Extracted data entries
══════════
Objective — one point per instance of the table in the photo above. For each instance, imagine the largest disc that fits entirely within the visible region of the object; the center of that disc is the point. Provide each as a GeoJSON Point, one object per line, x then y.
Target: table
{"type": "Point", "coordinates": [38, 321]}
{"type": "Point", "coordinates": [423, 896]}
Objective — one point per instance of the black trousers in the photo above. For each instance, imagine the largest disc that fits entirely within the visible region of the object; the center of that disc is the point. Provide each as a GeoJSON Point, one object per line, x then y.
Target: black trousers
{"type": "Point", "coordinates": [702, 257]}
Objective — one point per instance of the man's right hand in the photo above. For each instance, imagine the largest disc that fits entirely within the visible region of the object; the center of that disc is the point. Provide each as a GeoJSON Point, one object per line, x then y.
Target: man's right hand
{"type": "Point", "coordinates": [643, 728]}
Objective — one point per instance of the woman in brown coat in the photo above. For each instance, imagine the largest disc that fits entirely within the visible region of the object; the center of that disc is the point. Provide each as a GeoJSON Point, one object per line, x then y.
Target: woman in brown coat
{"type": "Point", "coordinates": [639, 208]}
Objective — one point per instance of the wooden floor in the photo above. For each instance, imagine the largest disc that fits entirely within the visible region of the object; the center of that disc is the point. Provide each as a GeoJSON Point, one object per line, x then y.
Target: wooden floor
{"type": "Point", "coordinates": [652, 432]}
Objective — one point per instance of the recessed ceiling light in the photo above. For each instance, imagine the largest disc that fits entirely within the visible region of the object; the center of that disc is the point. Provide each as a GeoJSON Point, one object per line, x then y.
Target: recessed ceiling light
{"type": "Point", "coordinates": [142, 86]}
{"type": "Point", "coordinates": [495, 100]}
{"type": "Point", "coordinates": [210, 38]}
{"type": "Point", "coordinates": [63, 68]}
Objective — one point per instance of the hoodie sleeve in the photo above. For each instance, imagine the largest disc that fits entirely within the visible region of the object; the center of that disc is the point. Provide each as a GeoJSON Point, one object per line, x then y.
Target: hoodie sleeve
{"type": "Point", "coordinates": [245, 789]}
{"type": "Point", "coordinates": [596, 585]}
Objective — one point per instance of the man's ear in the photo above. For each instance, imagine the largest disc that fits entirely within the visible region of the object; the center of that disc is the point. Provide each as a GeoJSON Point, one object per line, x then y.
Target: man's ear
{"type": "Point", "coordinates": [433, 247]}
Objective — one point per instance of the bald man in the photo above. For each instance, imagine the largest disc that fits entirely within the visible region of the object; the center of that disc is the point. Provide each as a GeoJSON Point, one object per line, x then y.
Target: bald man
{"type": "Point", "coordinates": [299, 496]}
══════════
(SHORT PROBLEM)
Write out all the lines above again, substituting "circle" for every occurrence of "disc" and keeping everything else the same.

(COMPLETE OUTPUT)
Objective — one point per instance of the table in the photo above. For each instance, imagine the largest circle that fits entirely within the visible region of the object; the center of that circle is the point. Provide each as a GeoJSON Point, one object per line, x then y.
Target: table
{"type": "Point", "coordinates": [38, 321]}
{"type": "Point", "coordinates": [423, 896]}
Objective — one point per instance of the black trousers in the photo above. For each instance, imagine the largest circle that fits entirely within the visible region of the object; the center of that circle is the point. Provide each as a GeoJSON Point, one object per line, x then y.
Target: black trousers
{"type": "Point", "coordinates": [702, 257]}
Objective — one point per instance of the man's right hand in the photo above. For each instance, imagine the largest circle that fits entirely within the visible region of the object; the center of that circle is the point. Provide each as a GeoJSON Point, one object per line, x then y.
Target: man's right hand
{"type": "Point", "coordinates": [643, 728]}
Objective — one point per instance of the woman in brown coat in the photo above. For each instance, imagine the largest circle that fits entirely within the visible region of the object; the center of that circle is the point. Provide each as a GeoJSON Point, one object per line, x then y.
Target: woman in brown coat
{"type": "Point", "coordinates": [639, 208]}
Objective — one point per instance of the wooden floor in the photo above. For each instance, imagine the largest circle that fits entirely within the visible region of the object; the center of that circle is the point. Provide each as a GeoJSON Point, one object per line, x then y.
Target: wooden floor
{"type": "Point", "coordinates": [652, 432]}
Objective — one point per instance of the recessed ceiling light in the photo above. For each instance, imagine the largest circle that fits entirely within the visible region of the object; the center of that circle is the point. Provide each as a GeoJSON Point, one object per line, x then y.
Target: recessed ceiling light
{"type": "Point", "coordinates": [142, 86]}
{"type": "Point", "coordinates": [495, 100]}
{"type": "Point", "coordinates": [210, 38]}
{"type": "Point", "coordinates": [63, 68]}
Objective — one point per instance of the hoodie sleeve in the photo above. For each instance, imagine the largest circle that fits entirely within the visible region of the object; the center of that circle is the point. Provide each as a GeoJSON Point, one object per line, x then y.
Target: hoodie sleeve
{"type": "Point", "coordinates": [245, 789]}
{"type": "Point", "coordinates": [596, 585]}
Objective — one point per instance of the man's ear in the photo above. For each instance, imagine the largest circle that fits entirely within the visible region of the object; the center of that circle is the point. Provide each as a GeoJSON Point, one object per line, x then y.
Target: man's ear
{"type": "Point", "coordinates": [433, 247]}
Objective — one point per instance of the bald man in the photo above. For each instance, imagine the largest circle that fits entirely within the visible region of the object; the center of that circle is the point. Provide each as a GeoJSON Point, one object per line, x then y.
Target: bald man
{"type": "Point", "coordinates": [299, 496]}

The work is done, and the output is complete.